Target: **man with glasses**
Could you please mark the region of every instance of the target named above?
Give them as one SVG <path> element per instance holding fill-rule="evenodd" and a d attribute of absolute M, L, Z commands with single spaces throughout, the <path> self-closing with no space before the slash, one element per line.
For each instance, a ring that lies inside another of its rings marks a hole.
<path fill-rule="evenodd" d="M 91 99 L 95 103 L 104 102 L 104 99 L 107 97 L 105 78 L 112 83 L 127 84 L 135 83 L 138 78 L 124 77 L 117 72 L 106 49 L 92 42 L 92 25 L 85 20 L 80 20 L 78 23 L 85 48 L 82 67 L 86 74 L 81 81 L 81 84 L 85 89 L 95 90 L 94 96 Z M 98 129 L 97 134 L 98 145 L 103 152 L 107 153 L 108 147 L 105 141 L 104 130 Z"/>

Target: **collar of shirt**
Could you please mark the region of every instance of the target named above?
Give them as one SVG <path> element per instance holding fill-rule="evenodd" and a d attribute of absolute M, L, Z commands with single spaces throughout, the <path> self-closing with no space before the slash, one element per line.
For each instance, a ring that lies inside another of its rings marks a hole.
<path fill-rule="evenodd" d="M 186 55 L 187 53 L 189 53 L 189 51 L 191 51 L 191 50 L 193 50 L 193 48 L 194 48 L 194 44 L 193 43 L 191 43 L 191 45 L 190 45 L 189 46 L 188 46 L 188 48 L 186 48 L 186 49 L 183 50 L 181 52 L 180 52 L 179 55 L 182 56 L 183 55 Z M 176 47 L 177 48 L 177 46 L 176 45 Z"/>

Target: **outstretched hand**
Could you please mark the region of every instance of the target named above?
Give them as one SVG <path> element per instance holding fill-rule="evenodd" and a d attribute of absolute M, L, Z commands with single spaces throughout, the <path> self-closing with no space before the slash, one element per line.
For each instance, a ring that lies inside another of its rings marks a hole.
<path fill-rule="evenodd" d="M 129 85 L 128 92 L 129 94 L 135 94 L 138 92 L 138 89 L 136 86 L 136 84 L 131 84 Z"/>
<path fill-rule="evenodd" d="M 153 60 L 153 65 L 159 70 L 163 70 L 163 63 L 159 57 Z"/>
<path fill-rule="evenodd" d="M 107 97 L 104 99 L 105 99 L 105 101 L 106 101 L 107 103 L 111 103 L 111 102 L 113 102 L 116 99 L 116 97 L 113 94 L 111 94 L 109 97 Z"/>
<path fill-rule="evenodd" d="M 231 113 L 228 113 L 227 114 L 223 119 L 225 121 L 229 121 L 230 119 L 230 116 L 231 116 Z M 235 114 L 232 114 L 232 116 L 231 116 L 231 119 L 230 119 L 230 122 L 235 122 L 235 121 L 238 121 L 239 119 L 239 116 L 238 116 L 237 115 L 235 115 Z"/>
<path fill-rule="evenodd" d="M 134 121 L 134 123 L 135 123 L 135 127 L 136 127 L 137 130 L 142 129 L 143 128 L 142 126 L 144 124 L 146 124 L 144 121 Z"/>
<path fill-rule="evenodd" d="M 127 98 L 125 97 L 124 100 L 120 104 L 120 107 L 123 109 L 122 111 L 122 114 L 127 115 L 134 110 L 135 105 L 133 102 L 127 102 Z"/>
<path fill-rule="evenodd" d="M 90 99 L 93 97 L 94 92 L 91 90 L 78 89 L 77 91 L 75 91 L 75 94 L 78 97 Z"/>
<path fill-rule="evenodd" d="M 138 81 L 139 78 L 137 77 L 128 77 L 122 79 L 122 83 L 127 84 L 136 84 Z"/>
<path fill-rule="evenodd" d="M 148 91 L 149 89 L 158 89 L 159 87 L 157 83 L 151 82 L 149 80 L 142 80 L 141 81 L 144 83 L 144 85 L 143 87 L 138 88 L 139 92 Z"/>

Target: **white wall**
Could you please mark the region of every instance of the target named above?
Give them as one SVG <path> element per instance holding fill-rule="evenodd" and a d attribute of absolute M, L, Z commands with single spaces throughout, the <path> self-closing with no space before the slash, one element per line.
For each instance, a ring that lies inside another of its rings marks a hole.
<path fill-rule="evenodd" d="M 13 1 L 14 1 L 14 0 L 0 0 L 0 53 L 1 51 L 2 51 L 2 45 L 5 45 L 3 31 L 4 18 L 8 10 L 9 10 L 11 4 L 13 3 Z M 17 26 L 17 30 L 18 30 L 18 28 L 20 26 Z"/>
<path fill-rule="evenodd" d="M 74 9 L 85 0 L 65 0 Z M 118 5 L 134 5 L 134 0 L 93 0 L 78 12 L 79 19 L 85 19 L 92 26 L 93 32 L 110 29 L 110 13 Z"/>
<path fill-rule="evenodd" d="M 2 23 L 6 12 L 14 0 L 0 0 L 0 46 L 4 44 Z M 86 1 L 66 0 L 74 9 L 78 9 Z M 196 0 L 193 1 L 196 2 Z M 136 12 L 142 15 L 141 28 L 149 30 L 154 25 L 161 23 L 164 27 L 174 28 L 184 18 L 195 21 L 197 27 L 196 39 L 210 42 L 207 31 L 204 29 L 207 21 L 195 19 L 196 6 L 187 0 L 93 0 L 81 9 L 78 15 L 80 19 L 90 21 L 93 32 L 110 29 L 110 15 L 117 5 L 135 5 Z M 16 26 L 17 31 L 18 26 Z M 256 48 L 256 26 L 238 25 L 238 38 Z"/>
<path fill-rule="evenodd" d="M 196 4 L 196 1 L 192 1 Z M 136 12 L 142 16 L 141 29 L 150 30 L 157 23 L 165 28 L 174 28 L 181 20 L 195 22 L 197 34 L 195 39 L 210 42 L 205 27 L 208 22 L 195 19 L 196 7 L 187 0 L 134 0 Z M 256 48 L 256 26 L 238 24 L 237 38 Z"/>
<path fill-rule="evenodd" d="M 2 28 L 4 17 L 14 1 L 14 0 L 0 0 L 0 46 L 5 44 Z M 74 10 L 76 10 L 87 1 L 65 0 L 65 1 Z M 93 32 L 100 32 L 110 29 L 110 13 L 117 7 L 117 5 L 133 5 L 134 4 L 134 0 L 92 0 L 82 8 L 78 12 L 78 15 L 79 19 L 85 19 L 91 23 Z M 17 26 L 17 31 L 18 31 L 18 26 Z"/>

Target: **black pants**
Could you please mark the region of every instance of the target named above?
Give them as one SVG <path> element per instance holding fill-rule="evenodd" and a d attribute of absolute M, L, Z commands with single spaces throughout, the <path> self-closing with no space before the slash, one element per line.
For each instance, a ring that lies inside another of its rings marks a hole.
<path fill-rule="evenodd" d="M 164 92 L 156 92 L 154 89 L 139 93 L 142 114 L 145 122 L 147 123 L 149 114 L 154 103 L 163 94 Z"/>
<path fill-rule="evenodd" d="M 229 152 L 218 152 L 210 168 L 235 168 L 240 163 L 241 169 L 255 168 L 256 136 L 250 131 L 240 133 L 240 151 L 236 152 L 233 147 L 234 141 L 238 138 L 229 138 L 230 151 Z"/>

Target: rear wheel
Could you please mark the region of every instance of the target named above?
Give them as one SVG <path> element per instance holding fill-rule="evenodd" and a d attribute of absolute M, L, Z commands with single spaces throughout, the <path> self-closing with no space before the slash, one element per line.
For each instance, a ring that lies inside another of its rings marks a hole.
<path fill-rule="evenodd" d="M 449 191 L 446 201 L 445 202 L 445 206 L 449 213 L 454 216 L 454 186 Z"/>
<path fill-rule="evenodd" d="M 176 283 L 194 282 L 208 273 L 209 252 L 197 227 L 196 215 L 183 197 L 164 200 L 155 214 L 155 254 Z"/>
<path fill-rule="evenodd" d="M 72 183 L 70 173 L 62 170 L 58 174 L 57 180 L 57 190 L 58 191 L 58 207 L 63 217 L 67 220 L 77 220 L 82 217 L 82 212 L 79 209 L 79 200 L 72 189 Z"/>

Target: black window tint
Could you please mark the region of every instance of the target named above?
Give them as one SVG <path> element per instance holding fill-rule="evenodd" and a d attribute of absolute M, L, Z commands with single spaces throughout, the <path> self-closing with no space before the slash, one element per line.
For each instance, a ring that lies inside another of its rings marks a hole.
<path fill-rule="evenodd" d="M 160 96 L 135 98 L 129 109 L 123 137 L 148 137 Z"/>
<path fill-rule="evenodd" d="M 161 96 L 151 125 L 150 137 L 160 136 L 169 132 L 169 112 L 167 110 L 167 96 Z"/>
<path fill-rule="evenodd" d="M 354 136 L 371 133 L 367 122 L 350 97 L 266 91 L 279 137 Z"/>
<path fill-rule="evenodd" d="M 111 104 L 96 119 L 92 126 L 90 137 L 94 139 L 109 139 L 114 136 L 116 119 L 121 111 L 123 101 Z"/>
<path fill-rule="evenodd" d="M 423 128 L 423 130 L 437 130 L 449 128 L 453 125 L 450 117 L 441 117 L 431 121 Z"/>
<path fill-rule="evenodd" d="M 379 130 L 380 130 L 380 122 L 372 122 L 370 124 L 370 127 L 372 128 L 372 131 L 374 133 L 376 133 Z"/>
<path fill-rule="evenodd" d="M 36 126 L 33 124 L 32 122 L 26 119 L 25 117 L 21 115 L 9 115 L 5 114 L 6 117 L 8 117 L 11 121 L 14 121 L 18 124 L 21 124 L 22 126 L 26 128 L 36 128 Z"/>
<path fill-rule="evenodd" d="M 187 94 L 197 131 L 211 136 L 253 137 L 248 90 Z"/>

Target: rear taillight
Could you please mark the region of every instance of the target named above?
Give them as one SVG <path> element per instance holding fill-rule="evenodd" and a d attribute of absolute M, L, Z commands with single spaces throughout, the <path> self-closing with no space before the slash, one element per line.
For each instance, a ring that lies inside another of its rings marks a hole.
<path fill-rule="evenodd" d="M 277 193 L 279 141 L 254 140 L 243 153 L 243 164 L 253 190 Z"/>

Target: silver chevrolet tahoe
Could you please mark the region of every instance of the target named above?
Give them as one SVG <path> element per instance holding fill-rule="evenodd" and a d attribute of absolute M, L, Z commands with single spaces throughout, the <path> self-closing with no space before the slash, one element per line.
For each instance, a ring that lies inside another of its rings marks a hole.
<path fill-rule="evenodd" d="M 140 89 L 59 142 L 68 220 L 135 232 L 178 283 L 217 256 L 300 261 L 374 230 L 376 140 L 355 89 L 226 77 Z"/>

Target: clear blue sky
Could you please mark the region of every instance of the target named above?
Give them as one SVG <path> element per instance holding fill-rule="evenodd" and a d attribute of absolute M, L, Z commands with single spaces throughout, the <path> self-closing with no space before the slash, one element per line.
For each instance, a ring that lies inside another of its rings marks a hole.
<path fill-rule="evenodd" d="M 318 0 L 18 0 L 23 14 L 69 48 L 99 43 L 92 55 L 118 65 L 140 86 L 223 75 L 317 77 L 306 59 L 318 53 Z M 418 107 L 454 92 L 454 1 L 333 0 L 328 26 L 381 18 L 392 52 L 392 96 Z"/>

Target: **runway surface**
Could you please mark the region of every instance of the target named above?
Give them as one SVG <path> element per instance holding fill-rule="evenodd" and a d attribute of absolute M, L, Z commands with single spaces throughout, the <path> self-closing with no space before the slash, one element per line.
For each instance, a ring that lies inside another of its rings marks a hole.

Given exercise - Copy the lines from the one holding "Target: **outstretched hand**" through the one holding "138 81 L 139", inclusive, and change every "instance" to "occurrence" while keeping all else the same.

Result of the exercise -
Target: **outstretched hand**
Could you please mark the region of every occurrence of the target named above?
Give them as one SVG <path> element per occurrence holding fill-rule="evenodd" and a d attribute of absolute M, L, Z commands with single spaces throughout, the <path> self-closing with no space before the slash, one element per line.
For each occurrence, a ring that lies inside another of its rings marks a hole.
<path fill-rule="evenodd" d="M 129 85 L 128 92 L 129 94 L 135 94 L 138 92 L 138 89 L 136 86 L 136 84 L 131 84 Z"/>
<path fill-rule="evenodd" d="M 153 60 L 153 65 L 159 70 L 163 70 L 163 63 L 159 57 Z"/>
<path fill-rule="evenodd" d="M 107 97 L 104 99 L 105 99 L 105 101 L 106 101 L 107 103 L 111 103 L 111 102 L 113 102 L 116 99 L 116 97 L 113 94 L 111 94 L 109 97 Z"/>
<path fill-rule="evenodd" d="M 231 113 L 228 113 L 227 114 L 223 119 L 225 121 L 229 121 L 230 119 L 230 116 L 231 116 Z M 235 114 L 232 114 L 232 116 L 231 116 L 231 119 L 230 119 L 230 122 L 235 122 L 235 121 L 238 121 L 239 119 L 239 116 L 238 116 L 237 115 L 235 115 Z"/>
<path fill-rule="evenodd" d="M 134 121 L 134 123 L 135 123 L 135 127 L 136 127 L 137 130 L 142 129 L 143 128 L 142 126 L 144 124 L 146 124 L 144 121 Z"/>
<path fill-rule="evenodd" d="M 127 98 L 125 97 L 124 100 L 120 104 L 120 107 L 123 109 L 122 111 L 122 114 L 127 115 L 134 110 L 135 105 L 133 102 L 127 102 Z"/>
<path fill-rule="evenodd" d="M 90 99 L 93 97 L 94 92 L 91 90 L 78 89 L 77 91 L 75 91 L 75 94 L 78 97 Z"/>
<path fill-rule="evenodd" d="M 138 81 L 139 78 L 137 77 L 128 77 L 122 79 L 122 83 L 127 84 L 136 84 Z"/>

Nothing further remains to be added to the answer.